Task details: In the records below, swap every "pin" for "marker" and keep all other wording the same. Omit the pictures from your output.

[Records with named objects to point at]
--------

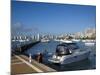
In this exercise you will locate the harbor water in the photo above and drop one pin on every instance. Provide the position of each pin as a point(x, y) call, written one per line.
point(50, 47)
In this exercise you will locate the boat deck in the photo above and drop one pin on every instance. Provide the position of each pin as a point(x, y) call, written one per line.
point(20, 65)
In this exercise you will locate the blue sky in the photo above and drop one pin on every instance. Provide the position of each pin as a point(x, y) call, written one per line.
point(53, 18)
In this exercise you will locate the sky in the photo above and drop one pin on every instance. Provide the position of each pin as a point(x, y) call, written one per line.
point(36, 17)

--------

Answer for this exercise:
In this exercise you will locate the harbor water in the photo above and drop one marker on every instance. Provide the position of each marker as a point(x, y) call, written one per line.
point(50, 47)
In this exercise you will locate the boat deck in the photo above and drop one marker on every instance. Provide the position of each marker as a point(x, y) call, written one per line.
point(20, 65)
In this exercise you will locate the blue sky in the photo above and drop one marker on every instance. Provide the position of each marker as a point(x, y) call, written one per line.
point(53, 18)
In this exercise you will locate the sky in the photo above and drop one marker on every instance. Provide the position of each marker as a point(x, y) call, written one per line.
point(36, 17)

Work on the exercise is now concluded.